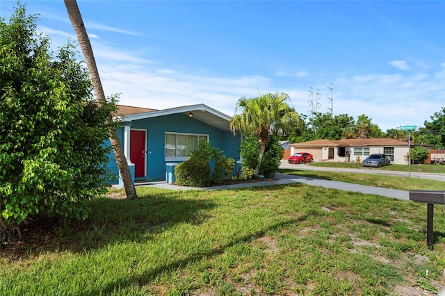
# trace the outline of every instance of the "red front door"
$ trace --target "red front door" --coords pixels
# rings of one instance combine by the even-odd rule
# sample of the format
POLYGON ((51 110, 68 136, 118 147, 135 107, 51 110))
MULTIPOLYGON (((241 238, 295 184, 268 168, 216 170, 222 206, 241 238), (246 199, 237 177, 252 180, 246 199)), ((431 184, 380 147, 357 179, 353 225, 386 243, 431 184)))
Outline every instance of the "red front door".
POLYGON ((134 176, 145 176, 145 131, 130 130, 130 161, 134 176))

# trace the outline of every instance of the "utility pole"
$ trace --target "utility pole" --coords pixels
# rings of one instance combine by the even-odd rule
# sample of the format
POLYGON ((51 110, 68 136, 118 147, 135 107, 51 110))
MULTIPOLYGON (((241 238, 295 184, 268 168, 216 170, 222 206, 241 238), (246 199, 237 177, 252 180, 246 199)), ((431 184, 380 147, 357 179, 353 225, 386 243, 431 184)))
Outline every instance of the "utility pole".
POLYGON ((411 131, 416 129, 415 125, 405 125, 402 129, 408 131, 408 177, 411 176, 411 131))
POLYGON ((331 87, 327 86, 327 88, 330 91, 330 97, 327 97, 327 100, 330 103, 331 108, 328 108, 331 113, 331 117, 334 117, 334 85, 331 83, 331 87))
POLYGON ((318 92, 318 90, 320 90, 317 88, 317 96, 316 96, 316 101, 315 101, 315 112, 316 113, 318 112, 318 108, 320 108, 320 106, 321 106, 321 104, 318 103, 318 99, 320 98, 321 98, 321 94, 320 94, 318 92))

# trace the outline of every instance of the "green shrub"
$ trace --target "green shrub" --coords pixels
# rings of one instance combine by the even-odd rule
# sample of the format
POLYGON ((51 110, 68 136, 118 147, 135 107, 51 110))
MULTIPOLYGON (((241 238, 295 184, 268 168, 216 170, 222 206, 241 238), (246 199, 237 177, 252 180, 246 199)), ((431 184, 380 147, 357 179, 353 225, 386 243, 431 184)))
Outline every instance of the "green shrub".
POLYGON ((234 176, 233 180, 250 180, 255 175, 255 170, 248 167, 243 167, 241 169, 241 174, 239 176, 234 176))
MULTIPOLYGON (((241 157, 243 158, 243 170, 245 167, 254 169, 258 164, 258 155, 261 149, 261 143, 257 136, 248 136, 241 141, 241 157)), ((278 171, 280 160, 283 157, 283 149, 280 146, 278 138, 270 136, 266 145, 266 151, 263 156, 259 174, 266 178, 273 178, 278 171)))
POLYGON ((202 140, 199 142, 198 148, 191 152, 190 158, 200 159, 206 163, 214 161, 215 167, 211 179, 214 183, 220 183, 225 176, 231 175, 235 167, 235 160, 226 158, 222 152, 216 147, 212 147, 209 142, 202 140))
MULTIPOLYGON (((430 151, 422 146, 413 146, 410 149, 411 152, 412 163, 423 163, 423 161, 428 158, 430 151)), ((407 159, 408 154, 405 156, 407 159)))
POLYGON ((108 179, 115 100, 98 104, 74 45, 54 53, 35 20, 0 19, 0 240, 30 215, 86 219, 108 179))
POLYGON ((176 183, 181 186, 209 186, 211 174, 209 163, 196 158, 190 158, 175 167, 176 183))

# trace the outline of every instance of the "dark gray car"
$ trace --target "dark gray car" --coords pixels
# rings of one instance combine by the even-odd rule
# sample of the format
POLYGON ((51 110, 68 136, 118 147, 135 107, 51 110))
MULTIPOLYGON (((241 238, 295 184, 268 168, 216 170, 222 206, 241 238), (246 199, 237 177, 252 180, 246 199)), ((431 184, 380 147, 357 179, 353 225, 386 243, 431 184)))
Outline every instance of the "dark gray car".
POLYGON ((389 165, 391 158, 386 154, 371 154, 366 159, 363 161, 364 167, 380 167, 383 165, 389 165))

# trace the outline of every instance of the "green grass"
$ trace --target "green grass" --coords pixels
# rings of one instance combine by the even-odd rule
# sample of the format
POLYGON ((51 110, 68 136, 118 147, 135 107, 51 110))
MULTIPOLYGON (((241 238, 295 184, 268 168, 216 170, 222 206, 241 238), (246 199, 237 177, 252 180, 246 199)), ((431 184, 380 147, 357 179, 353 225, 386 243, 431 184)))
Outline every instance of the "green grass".
POLYGON ((43 233, 41 247, 17 245, 22 256, 0 249, 0 295, 407 295, 445 286, 445 206, 435 207, 429 251, 423 204, 300 183, 138 195, 90 201, 87 221, 43 233))
POLYGON ((412 172, 424 172, 424 173, 434 173, 434 174, 445 174, 445 165, 435 165, 429 164, 422 165, 385 165, 382 167, 363 167, 361 163, 334 163, 332 161, 324 161, 312 163, 311 165, 313 167, 341 167, 348 169, 360 169, 360 170, 380 170, 384 171, 400 171, 400 172, 408 172, 410 167, 411 167, 412 172))
POLYGON ((323 179, 326 180, 339 181, 355 184, 367 185, 374 187, 397 189, 400 190, 444 190, 445 175, 444 181, 429 180, 426 179, 408 178, 407 176, 387 176, 374 174, 350 172, 332 172, 301 170, 280 169, 279 172, 301 176, 307 178, 323 179))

> Work to be completed
Transcribe the records word for word and include no pictures.

> Full output
# trace the outline of every instance of the "red front door"
$ trace --target "red front door" --coords pixels
# rings of one instance combine by the even-odd rule
# sample of the format
POLYGON ((51 110, 68 136, 118 147, 135 107, 51 110))
MULTIPOLYGON (((241 238, 295 184, 268 168, 216 170, 222 206, 241 238), (246 199, 237 177, 252 180, 246 199)), ((431 184, 380 147, 357 179, 353 225, 386 243, 431 184)))
Outline every instance of the "red front door".
POLYGON ((134 176, 145 176, 145 131, 130 130, 130 161, 134 176))

# trace the outline of every instance of the "utility pole"
$ trace --target "utility pole" --coords pixels
# rings of one instance combine by the even-odd rule
# sample of the format
POLYGON ((51 110, 68 136, 118 147, 135 107, 51 110))
MULTIPOLYGON (((241 238, 295 184, 268 168, 216 170, 222 206, 241 238), (246 199, 237 177, 252 180, 246 199)), ((431 184, 380 147, 357 179, 353 225, 386 243, 431 184)))
Outline every instance of the "utility pole".
POLYGON ((411 131, 416 129, 415 125, 405 125, 402 129, 408 131, 408 177, 411 176, 411 131))
POLYGON ((331 87, 327 86, 327 88, 330 91, 330 97, 327 97, 327 100, 330 103, 331 108, 328 108, 331 113, 331 117, 334 117, 334 85, 331 83, 331 87))
POLYGON ((318 92, 318 90, 320 90, 317 88, 317 96, 316 96, 316 101, 315 101, 315 112, 316 113, 318 112, 318 108, 320 108, 320 106, 321 106, 321 104, 318 103, 318 99, 320 98, 321 98, 321 94, 320 94, 318 92))

# trace the outline of every instance of the "green shrub"
$ trace --target "green shrub" --coords pixels
# rings of one instance combine by the even-odd rule
# sample of the format
POLYGON ((51 110, 68 136, 118 147, 135 107, 51 110))
MULTIPOLYGON (((241 238, 295 184, 268 168, 216 170, 222 206, 241 238), (246 199, 237 177, 252 180, 246 199)), ((431 184, 380 147, 357 179, 353 225, 386 243, 431 184)))
Outline every instance of the "green shrub".
POLYGON ((234 176, 233 180, 250 180, 255 175, 255 170, 248 167, 243 167, 241 169, 241 174, 239 176, 234 176))
MULTIPOLYGON (((241 157, 243 158, 243 170, 245 167, 254 169, 258 164, 258 155, 261 149, 261 143, 257 136, 248 136, 241 141, 241 157)), ((278 171, 280 160, 283 157, 283 149, 280 146, 278 138, 270 136, 266 145, 266 151, 263 156, 259 174, 266 178, 273 178, 278 171)))
POLYGON ((202 140, 199 142, 198 148, 191 152, 190 158, 200 159, 206 163, 214 161, 215 167, 211 179, 214 183, 220 183, 225 176, 231 175, 235 167, 235 160, 226 158, 222 152, 216 147, 212 147, 209 142, 202 140))
MULTIPOLYGON (((430 151, 422 146, 413 146, 410 149, 411 152, 412 163, 423 163, 423 161, 428 158, 430 151)), ((407 159, 408 154, 405 156, 407 159)))
POLYGON ((108 179, 115 100, 98 104, 74 45, 54 53, 35 20, 0 19, 0 240, 30 215, 86 219, 108 179))
POLYGON ((176 183, 181 186, 209 186, 211 174, 209 163, 196 158, 190 158, 175 167, 176 183))

# trace the outline of every instance of the "dark gray car"
$ trace --target "dark gray car" --coords pixels
# rings of one instance combine by the even-odd rule
# sample of the format
POLYGON ((51 110, 68 136, 118 147, 135 107, 51 110))
MULTIPOLYGON (((241 238, 295 184, 268 168, 216 170, 222 206, 241 238), (246 199, 237 177, 252 180, 246 199)), ((431 184, 380 147, 357 179, 353 225, 386 243, 431 184)))
Outline every instance of the "dark gray car".
POLYGON ((389 165, 391 158, 386 154, 371 154, 366 159, 363 161, 364 167, 380 167, 383 165, 389 165))

# trace the outline of every instance of the "green grass"
$ trace --target "green grass" --coords pixels
# rings of one instance combine by the even-odd rule
# sample of the format
POLYGON ((51 110, 68 136, 118 147, 135 107, 51 110))
MULTIPOLYGON (((241 238, 295 184, 268 168, 216 170, 222 206, 241 238), (246 199, 237 177, 252 180, 246 199)), ((431 184, 380 147, 357 179, 353 225, 386 243, 431 184)))
Outline every instance of the "green grass".
POLYGON ((43 233, 41 247, 17 245, 22 256, 0 249, 0 295, 407 295, 445 286, 445 206, 435 207, 429 251, 423 204, 300 183, 138 195, 90 201, 87 221, 43 233))
POLYGON ((412 172, 424 172, 424 173, 434 173, 434 174, 445 174, 445 165, 435 165, 429 164, 422 165, 385 165, 382 167, 363 167, 361 163, 334 163, 332 161, 324 161, 312 163, 311 165, 313 167, 341 167, 348 169, 360 169, 360 170, 380 170, 384 171, 400 171, 400 172, 408 172, 410 167, 411 167, 412 172))
POLYGON ((323 179, 326 180, 339 181, 355 184, 367 185, 374 187, 397 189, 400 190, 444 190, 445 175, 444 181, 429 180, 426 179, 408 178, 407 176, 387 176, 374 174, 350 172, 332 172, 301 170, 280 169, 279 172, 301 176, 307 178, 323 179))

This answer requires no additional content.